> _Kutipan Teks_:

Kesederhanaan dan Kemewahan Dalam Sejarah Islam

Pertarungan panjang antara ide kesederhanaan (asceticism) dan ide keberkemewahan (sybaritism) telah tampak dalam permulaan sejarah Islam. Pertarungan itu, sebetulnya, berakar pada persaingan keluarga Hasyim dan keluarga Umayyah.

Nabi berasal dari keluarga Hasyim yang secara turun temurun (sejak Abdi Manaf) dipercaya oleh masyarakat Makkah secara luas untuk diberi tugas memungut pajak (rifadah) dan mendistribusikan air serta pangan untuk peziarah Kakbah (siqayah). Amanah suci dan turun temurun itu telah membentuk karakter keluarga Hasyim dengan sangat khas; mereka dikenal sebagai sosok yang adil, tulus, pengayom, pemberani, dermawan, dan, yang terpenting, hidup sederhana. Masyarakat Makkah mengenal keluarga Hasyim dari kualitas akhlak dan prestasi sosial, bukan dari harta.

> _Soal 1_:
Tentukan semua baris data yang memuat kata "horse", lalu salin baris-baris itu. Perbedaan huruf besar dan kecil diperhitungkan.

> _Data untuk Soal_:
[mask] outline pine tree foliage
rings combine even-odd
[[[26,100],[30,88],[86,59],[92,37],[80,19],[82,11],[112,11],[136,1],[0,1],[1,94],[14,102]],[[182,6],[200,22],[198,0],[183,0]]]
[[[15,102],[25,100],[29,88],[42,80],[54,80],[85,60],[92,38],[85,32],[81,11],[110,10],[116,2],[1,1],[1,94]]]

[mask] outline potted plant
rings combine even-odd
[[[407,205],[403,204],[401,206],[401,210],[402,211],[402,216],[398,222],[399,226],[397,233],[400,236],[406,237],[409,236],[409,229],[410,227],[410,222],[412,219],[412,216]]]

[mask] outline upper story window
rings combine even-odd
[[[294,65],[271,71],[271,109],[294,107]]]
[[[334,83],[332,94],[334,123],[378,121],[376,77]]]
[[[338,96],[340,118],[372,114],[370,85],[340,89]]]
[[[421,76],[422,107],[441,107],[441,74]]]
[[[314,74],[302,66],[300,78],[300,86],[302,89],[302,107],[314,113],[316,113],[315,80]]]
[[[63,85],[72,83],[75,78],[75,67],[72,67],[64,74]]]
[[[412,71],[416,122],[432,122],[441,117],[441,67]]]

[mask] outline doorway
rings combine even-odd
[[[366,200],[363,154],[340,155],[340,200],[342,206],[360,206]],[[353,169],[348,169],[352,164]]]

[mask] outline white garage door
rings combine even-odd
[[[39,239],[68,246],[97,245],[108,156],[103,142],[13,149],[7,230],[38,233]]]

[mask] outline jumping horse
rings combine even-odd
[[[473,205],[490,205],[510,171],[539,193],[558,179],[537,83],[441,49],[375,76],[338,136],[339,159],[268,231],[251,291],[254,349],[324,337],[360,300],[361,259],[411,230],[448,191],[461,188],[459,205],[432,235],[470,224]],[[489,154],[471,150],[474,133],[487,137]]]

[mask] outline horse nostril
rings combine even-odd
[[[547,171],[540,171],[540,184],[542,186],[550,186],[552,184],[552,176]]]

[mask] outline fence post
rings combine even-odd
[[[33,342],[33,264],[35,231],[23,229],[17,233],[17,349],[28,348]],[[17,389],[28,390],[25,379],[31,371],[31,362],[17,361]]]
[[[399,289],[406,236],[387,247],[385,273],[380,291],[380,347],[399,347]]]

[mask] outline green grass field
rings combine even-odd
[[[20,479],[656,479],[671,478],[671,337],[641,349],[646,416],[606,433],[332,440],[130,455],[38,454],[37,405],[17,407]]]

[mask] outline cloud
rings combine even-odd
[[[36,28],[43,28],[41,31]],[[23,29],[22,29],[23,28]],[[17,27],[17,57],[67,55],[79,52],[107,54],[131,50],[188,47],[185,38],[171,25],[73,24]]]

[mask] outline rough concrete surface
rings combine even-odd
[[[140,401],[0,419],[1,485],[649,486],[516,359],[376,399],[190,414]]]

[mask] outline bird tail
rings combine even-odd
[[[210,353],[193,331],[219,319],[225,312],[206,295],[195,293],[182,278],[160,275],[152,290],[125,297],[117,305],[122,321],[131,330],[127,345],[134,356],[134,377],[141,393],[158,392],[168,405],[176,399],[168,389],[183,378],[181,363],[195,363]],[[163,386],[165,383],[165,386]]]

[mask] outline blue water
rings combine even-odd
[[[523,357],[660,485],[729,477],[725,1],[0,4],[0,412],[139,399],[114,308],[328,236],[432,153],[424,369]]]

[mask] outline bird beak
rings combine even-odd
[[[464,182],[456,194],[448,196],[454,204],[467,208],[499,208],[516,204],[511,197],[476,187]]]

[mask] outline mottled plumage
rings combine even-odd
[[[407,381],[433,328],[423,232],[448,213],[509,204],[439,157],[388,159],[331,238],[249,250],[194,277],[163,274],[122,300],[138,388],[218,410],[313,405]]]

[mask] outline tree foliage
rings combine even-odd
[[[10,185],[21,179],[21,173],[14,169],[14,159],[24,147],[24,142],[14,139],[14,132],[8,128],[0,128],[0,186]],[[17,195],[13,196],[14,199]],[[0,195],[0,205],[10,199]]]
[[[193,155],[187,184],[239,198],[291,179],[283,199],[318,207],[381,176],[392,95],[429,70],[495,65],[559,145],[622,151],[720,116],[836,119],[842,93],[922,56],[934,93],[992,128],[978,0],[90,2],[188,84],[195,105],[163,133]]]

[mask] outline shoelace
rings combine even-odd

> _Soal 2_:
Ringkaslah paragraf dalam kutipan teks yang diawali "Nabi berasal dari keluarga Hasyim" menjadi daftar butir yang tetap memuat fakta utamanya.

> _Jawaban Benar 1_:
[mask] outline jumping horse
[mask] outline horse nostril

> _Jawaban Benar 2_:
- Nabi berasal dari keluarga Hasyim.
- Sejak Abdi Manaf, keluarga ini secara turun-temurun dipercaya masyarakat Makkah untuk memungut pajak (rifadah). Mereka juga mendistribusikan air dan pangan bagi peziarah Kakbah (siqayah).
- Amanah itu membentuk karakter khas: adil, tulus, pengayom, pemberani, dermawan, dan terutama hidup sederhana.
- Masyarakat Makkah mengenal mereka dari akhlak dan prestasi sosial, bukan dari harta.